**SOURCE DOCUMENT**:

# NLP task:
1. Please develop a program in python that extracts the vision/mission of the company out of the example text we provide. Please share the results in a commented jupyter notebook that explains your solution (please justify your model choice). 
2. Explain the challenges that lie in the extraction of the service/product of a business for the example texts. Write down some ideas how you would approach the task.
Attached you find
• We shared 3 example jsons to work with (as a warning, there is a lot of noise in the data, so you have to identify the right sections!)


In [1]:
from pathlib import Path
import json

In [2]:
scrapes = {}

In [3]:
for json_path in Path('data/').glob('*.json'):
    with open(json_path) as f:
        scrape = json.load(f)
        scrape['json_path'] = str(json_path)
        scrapes[scrape['website']['company_name']] = scrape

In [4]:
list(scrapes.keys())

['Hyperdrive Innovation', 'Black Bear Carbon', 'INFARM']

In [5]:
company_name = 'Black Bear Carbon'
for company, scrape in scrapes.items():
    print(company, 'has', len(scrape['website']['website_content'].keys()), 'pages scraped')


Hyperdrive Innovation has 48 pages scraped
Black Bear Carbon has 27 pages scraped
INFARM has 38 pages scraped


## Mission / Vision extraction
Because of the limited number of data available, best initial solution is to do manual feature engineering. 
This should be a good baseline for a supervised classification task we might implement later.

Below approach is straight forward. Using extensions on spacy docs, we define mission sentence as having any predefined keywords, which are picked manually.

In [None]:
import spacy
from spacy.tokens import Doc, Span, Token

nlp = spacy.load('en_core_web_md')

mission_words = ('mission', 'vision', 'idea', 'goal', 'solve', 'believe')
is_mission_getter = lambda token: token.lemma_.lower() in mission_words
has_mission_getter = lambda obj: any([t.lemma_.lower() in mission_words for t in obj])

Token.set_extension("is_mission_word", getter=is_mission_getter)
Span.set_extension("has_mission_word", getter=has_mission_getter)

In [None]:
from dataclasses import dataclass, field

@dataclass
class Content:
    identifier: str
    content: str
    source: str
    doc: Doc = field(init=False)
        
    def __post_init__(self):
        self.doc = nlp(self.content)
        
    def get_sentences(self):
        return self.doc.sents
    
    def get_mission_sentences(self):
        return list(filter(lambda x: x._.has_mission_word, self.get_sentences()))

In [None]:
import re

def get_website_content_with_regex(scrape, regex=r'(about)'):
    contents = []
    for page_url, content in scrape.get('website', {}).get('website_content', {}).items():
        if re.findall(regex, page_url):
            contents.append(Content(page_url, content, 'website'))
    return contents

def get_twitter_content(scrape):
    contents = []
    for dic in scrape.get('Twitter_account', []):
        contents.append(Content(dic['id_str'], dic['text'], 'twitter'))

**EXERCISE TASK 1**: Set down the notebook's text from "This should be" up to and including "are picked manually.".
**EXERCISE TASK 2**: In the notebook, how many pages were scraped for INFARM?

[Entries on finding named things]
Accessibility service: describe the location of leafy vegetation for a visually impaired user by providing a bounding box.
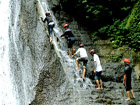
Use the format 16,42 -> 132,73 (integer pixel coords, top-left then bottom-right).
61,0 -> 140,51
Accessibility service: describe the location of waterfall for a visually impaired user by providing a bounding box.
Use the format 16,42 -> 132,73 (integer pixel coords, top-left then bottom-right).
37,0 -> 94,105
0,0 -> 18,105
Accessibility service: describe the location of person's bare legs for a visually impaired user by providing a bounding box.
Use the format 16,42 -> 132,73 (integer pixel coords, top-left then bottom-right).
50,37 -> 52,43
100,79 -> 104,89
130,89 -> 135,99
126,91 -> 130,101
76,59 -> 80,70
96,80 -> 101,89
72,46 -> 76,54
83,67 -> 86,80
68,50 -> 71,58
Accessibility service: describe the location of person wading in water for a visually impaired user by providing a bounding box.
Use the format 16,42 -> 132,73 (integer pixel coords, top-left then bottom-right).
90,49 -> 103,90
123,59 -> 135,101
72,44 -> 88,80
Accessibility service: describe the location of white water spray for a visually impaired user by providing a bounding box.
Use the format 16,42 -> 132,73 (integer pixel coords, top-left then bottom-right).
0,0 -> 18,105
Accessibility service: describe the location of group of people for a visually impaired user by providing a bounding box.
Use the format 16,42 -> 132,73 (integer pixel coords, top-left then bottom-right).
42,11 -> 135,101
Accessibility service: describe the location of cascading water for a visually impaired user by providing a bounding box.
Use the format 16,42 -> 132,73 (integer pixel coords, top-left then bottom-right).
37,0 -> 94,105
0,0 -> 19,105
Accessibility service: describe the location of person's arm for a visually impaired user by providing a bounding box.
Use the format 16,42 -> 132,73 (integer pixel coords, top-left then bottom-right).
72,53 -> 76,58
94,61 -> 97,73
40,17 -> 47,23
123,74 -> 126,86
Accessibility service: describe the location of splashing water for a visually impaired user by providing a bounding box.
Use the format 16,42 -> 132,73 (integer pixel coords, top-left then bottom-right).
0,0 -> 18,105
37,0 -> 94,105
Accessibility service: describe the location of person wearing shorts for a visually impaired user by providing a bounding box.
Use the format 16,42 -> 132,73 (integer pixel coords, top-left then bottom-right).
72,44 -> 88,80
123,59 -> 135,101
90,49 -> 103,90
41,11 -> 55,43
61,24 -> 76,57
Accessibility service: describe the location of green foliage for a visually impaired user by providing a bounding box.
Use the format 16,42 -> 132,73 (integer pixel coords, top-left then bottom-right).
111,54 -> 123,62
61,0 -> 140,51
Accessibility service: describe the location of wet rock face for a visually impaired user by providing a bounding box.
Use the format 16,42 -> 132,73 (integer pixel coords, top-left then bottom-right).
9,0 -> 140,105
9,0 -> 65,105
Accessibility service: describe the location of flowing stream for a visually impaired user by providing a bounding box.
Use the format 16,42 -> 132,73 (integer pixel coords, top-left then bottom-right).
37,0 -> 95,105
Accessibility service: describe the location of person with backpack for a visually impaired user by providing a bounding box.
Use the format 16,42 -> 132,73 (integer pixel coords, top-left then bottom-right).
41,11 -> 55,42
61,24 -> 76,57
90,49 -> 103,90
72,44 -> 88,80
123,59 -> 135,101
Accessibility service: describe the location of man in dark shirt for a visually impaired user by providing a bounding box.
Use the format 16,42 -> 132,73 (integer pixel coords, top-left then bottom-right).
41,11 -> 55,42
123,59 -> 135,101
61,24 -> 76,57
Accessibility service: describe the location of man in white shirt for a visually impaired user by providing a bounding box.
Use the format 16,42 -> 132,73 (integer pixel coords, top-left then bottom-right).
72,44 -> 88,80
90,49 -> 103,90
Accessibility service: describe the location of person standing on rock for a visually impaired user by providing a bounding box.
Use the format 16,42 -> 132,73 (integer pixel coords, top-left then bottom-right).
123,59 -> 135,101
90,49 -> 103,90
61,24 -> 76,57
72,44 -> 88,80
41,11 -> 55,42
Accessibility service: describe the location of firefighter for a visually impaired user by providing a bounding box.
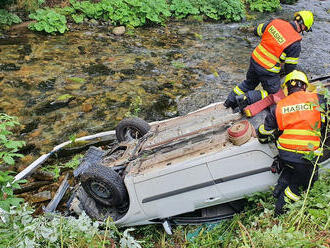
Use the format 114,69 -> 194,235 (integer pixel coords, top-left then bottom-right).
224,10 -> 314,111
257,70 -> 327,215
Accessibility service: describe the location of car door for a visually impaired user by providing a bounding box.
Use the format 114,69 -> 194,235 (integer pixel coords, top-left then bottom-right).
134,161 -> 218,219
207,140 -> 278,202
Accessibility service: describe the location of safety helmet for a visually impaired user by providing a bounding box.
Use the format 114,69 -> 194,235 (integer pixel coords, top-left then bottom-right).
282,70 -> 310,88
294,10 -> 314,32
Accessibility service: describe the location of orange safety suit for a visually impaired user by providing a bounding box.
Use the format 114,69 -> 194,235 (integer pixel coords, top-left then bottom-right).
275,91 -> 321,153
252,19 -> 302,72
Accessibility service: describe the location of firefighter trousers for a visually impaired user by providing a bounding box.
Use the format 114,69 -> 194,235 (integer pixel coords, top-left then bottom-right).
275,162 -> 318,215
227,58 -> 281,108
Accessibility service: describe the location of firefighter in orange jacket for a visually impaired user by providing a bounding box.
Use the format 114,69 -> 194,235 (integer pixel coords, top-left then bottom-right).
257,70 -> 327,215
224,11 -> 314,110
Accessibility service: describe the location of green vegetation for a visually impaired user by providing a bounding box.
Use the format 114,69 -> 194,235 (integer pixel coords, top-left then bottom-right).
0,171 -> 24,212
0,113 -> 25,168
280,0 -> 298,4
0,0 -> 286,34
247,0 -> 281,12
134,171 -> 330,248
0,9 -> 22,28
125,96 -> 143,117
29,9 -> 68,34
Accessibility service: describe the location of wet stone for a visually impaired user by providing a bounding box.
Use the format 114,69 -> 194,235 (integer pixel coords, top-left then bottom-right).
30,190 -> 52,203
0,63 -> 21,71
83,64 -> 115,76
18,44 -> 32,56
38,78 -> 56,92
112,26 -> 126,35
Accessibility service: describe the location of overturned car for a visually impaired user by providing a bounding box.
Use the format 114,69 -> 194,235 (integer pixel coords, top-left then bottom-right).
69,103 -> 314,230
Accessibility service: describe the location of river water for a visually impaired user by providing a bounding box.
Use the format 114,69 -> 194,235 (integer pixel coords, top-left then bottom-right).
0,0 -> 330,164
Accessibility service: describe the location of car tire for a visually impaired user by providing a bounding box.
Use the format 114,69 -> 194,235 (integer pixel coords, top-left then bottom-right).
116,117 -> 150,142
227,120 -> 254,146
80,165 -> 128,207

**RESULT 1**:
This should be a good baseline for a supervised classification task we might implement later.

Below approach is straight forward. Using extensions on spacy docs, we define mission sentence as having any predefined keywords, which are picked manually.

**RESULT 2**: 38 pages